::: TASK DATA :::

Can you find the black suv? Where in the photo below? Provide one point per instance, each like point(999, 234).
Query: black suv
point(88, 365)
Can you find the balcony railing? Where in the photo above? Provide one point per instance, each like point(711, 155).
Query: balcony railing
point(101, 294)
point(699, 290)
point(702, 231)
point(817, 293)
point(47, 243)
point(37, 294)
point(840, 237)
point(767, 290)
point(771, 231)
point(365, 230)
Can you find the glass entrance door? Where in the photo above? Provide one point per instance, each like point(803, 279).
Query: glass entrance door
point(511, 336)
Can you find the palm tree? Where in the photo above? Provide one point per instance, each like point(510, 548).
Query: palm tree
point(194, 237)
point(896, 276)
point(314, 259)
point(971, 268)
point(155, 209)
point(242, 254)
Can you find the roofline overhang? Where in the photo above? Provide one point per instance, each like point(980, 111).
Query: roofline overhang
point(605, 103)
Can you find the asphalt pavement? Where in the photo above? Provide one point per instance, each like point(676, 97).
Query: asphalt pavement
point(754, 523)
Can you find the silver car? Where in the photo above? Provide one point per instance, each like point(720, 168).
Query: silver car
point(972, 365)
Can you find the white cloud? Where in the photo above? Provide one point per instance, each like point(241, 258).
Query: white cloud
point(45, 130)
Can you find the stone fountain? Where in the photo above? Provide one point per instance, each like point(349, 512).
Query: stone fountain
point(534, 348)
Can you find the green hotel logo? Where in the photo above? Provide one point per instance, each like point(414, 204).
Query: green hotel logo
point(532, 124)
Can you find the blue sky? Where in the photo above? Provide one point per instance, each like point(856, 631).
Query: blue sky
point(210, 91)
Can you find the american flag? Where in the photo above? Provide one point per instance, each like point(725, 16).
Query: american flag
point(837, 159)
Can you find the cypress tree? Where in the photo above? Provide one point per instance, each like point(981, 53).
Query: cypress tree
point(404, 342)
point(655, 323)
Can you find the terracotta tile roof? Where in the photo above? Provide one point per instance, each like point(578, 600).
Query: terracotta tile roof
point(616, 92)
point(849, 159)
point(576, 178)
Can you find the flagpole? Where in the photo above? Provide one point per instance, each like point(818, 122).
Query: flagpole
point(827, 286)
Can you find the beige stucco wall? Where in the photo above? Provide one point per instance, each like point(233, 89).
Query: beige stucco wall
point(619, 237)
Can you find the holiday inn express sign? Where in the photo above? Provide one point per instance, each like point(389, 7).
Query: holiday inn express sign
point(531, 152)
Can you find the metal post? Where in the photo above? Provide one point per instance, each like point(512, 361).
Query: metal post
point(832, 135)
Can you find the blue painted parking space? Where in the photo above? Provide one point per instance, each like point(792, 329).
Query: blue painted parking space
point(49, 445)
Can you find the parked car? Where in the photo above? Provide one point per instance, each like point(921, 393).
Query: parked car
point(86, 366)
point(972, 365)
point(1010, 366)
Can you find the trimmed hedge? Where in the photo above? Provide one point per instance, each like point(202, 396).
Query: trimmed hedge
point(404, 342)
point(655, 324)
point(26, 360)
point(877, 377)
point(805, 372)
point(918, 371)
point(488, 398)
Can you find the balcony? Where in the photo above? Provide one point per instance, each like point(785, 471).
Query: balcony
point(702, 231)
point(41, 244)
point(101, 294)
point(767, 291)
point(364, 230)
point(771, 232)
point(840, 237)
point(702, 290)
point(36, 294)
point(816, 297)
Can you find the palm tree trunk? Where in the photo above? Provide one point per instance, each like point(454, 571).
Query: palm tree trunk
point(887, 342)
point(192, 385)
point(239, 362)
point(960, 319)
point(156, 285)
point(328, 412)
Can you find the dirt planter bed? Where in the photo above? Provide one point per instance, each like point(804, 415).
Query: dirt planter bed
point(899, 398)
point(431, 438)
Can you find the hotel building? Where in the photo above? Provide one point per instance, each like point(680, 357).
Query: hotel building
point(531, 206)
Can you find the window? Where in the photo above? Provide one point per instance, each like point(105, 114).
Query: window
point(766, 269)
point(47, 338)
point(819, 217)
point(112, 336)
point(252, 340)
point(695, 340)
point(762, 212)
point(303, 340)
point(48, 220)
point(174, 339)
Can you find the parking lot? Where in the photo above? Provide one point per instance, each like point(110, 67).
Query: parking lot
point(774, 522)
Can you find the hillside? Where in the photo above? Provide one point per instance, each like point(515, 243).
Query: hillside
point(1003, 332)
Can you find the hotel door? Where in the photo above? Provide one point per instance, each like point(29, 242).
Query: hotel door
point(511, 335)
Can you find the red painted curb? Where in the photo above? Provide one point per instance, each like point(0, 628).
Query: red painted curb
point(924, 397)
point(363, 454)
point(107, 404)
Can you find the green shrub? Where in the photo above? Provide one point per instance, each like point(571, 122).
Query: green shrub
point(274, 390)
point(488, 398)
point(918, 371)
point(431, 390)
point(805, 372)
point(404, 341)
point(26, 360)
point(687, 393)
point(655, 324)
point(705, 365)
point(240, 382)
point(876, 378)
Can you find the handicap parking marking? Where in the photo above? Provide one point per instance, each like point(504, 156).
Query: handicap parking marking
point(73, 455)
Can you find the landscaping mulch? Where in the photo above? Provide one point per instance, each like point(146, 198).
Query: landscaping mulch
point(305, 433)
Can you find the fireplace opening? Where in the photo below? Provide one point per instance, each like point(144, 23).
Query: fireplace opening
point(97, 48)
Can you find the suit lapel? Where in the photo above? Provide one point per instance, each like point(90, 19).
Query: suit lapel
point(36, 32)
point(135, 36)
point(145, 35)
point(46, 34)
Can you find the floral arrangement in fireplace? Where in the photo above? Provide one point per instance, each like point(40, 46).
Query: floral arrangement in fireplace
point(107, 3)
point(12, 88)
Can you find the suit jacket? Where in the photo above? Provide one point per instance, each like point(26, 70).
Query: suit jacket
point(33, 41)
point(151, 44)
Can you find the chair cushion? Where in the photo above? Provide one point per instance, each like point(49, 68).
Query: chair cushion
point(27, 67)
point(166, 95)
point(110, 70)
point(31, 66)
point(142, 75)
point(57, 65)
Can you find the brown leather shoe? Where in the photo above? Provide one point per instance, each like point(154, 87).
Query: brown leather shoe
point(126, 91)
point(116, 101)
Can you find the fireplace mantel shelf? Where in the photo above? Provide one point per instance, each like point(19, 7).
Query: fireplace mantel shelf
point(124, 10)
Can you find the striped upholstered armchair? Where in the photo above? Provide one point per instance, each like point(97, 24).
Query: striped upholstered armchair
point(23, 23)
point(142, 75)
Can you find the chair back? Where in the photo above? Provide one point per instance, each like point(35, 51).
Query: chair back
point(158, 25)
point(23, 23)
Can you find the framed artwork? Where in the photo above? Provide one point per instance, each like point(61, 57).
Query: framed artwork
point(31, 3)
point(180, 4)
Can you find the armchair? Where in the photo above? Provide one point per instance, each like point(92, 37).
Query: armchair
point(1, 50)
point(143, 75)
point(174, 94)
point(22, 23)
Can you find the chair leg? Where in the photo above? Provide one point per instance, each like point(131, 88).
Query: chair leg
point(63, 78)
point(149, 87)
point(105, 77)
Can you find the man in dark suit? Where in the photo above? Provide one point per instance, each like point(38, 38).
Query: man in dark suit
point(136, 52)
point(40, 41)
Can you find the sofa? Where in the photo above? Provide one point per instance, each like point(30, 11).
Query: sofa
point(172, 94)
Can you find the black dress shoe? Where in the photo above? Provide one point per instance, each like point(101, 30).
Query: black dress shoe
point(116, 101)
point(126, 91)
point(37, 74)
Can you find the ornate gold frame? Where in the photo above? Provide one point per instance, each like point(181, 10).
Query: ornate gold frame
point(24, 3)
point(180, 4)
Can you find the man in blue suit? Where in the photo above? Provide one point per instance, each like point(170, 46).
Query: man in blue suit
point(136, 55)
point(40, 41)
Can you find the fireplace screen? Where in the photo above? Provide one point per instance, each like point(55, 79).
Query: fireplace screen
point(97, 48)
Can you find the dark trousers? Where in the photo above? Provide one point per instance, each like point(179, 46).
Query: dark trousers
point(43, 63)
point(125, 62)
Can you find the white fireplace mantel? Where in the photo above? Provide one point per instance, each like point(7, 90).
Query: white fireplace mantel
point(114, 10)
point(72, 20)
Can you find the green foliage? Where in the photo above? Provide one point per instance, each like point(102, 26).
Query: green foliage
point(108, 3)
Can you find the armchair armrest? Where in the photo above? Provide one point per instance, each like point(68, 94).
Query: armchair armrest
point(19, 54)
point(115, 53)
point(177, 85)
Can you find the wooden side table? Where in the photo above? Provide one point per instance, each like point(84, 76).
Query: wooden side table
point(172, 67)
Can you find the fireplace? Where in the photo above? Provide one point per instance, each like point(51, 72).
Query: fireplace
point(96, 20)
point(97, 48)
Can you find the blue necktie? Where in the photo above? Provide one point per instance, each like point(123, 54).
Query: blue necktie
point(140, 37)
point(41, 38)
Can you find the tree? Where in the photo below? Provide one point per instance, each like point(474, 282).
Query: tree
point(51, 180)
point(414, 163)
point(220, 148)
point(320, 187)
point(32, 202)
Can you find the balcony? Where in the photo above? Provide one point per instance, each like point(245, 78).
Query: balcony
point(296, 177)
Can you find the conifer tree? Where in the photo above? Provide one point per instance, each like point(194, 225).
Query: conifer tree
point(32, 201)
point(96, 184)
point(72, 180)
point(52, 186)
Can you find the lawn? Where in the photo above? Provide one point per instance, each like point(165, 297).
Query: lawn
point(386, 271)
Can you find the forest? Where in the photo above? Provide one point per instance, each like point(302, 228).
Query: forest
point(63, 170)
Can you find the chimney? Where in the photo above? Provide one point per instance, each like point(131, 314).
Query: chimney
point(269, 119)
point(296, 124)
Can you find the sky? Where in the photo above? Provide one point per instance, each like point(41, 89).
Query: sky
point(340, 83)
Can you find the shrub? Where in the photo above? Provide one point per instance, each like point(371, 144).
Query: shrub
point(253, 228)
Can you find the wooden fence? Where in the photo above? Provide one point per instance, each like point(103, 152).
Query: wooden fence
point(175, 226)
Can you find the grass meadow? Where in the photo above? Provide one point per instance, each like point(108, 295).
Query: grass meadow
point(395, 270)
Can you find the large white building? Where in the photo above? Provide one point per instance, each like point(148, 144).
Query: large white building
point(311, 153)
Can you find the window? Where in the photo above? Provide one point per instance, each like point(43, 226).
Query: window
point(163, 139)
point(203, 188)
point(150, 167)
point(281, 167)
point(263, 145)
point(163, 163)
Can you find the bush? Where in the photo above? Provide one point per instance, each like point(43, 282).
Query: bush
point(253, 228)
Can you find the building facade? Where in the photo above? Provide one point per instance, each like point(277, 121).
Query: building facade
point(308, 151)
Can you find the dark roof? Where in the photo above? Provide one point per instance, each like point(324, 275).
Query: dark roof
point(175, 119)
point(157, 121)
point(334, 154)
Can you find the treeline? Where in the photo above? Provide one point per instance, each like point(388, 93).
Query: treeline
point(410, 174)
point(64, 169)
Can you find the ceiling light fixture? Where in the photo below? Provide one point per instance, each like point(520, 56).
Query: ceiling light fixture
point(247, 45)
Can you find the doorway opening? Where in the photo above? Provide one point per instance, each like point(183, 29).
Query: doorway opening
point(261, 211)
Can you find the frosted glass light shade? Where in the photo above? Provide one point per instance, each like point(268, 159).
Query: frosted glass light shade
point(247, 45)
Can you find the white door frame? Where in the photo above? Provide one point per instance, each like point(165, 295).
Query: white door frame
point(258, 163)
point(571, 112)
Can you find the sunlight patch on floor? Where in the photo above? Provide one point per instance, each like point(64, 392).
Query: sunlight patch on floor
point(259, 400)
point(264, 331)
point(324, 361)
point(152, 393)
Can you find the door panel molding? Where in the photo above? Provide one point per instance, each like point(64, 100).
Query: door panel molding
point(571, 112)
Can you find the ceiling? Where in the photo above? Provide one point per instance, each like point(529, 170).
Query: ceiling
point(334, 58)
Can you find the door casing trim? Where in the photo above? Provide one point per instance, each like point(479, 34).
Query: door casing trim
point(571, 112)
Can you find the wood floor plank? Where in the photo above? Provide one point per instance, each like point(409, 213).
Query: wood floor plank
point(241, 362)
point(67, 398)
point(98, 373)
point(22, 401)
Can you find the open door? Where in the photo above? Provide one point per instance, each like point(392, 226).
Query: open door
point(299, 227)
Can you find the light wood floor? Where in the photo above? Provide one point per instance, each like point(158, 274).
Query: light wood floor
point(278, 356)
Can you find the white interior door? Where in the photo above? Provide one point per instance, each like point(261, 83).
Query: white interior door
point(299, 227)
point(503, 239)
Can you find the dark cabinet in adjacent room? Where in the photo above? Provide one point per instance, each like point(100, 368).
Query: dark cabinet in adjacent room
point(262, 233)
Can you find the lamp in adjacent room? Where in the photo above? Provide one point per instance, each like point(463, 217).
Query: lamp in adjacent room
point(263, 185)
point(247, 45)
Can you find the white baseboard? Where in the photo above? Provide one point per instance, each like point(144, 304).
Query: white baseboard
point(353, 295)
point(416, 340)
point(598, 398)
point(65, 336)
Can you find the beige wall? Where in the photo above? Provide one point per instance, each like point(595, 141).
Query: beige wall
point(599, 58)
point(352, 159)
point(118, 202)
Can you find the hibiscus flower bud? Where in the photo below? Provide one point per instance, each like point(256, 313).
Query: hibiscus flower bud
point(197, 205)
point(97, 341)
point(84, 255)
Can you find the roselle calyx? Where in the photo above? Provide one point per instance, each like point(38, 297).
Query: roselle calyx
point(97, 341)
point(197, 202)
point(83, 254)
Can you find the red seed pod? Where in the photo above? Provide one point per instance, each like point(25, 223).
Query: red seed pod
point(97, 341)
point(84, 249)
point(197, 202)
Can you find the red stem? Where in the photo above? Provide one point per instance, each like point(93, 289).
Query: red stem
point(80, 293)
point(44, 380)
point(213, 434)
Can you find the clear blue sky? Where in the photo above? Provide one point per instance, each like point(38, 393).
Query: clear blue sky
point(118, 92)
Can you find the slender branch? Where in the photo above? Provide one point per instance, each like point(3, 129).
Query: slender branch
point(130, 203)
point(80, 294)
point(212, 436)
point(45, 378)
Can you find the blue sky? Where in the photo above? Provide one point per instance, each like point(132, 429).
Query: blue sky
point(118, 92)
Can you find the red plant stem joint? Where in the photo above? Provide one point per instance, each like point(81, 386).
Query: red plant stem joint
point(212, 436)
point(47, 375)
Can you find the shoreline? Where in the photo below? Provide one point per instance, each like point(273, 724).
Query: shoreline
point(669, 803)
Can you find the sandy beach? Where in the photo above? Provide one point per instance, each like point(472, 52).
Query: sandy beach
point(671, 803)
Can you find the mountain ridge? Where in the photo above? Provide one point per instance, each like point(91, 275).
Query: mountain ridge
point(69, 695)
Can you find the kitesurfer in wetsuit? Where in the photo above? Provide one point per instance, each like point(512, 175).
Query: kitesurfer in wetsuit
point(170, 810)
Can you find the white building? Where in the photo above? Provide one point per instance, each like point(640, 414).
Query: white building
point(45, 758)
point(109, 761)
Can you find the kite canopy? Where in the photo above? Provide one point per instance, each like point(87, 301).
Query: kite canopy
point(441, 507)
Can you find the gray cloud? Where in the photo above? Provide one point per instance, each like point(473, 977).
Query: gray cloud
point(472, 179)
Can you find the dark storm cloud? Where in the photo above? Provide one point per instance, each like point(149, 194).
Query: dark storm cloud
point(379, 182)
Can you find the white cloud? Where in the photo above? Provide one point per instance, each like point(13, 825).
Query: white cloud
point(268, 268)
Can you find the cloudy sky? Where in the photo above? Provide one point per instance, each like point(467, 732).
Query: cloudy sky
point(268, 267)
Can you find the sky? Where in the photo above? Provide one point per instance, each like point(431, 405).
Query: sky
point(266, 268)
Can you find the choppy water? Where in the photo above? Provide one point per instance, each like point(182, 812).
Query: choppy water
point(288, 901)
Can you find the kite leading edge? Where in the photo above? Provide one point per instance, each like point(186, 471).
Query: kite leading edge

:::

EXERCISE DETAILS: Turn the stretch of the records above, from their start through the line that contains "point(88, 365)", into a numbered list, leaving out any blank lines.

WRITTEN SOLUTION:
1. Can you find the black suv? Where in the photo below? Provide one point per instance, each like point(999, 234).
2. Query: black suv
3. point(88, 365)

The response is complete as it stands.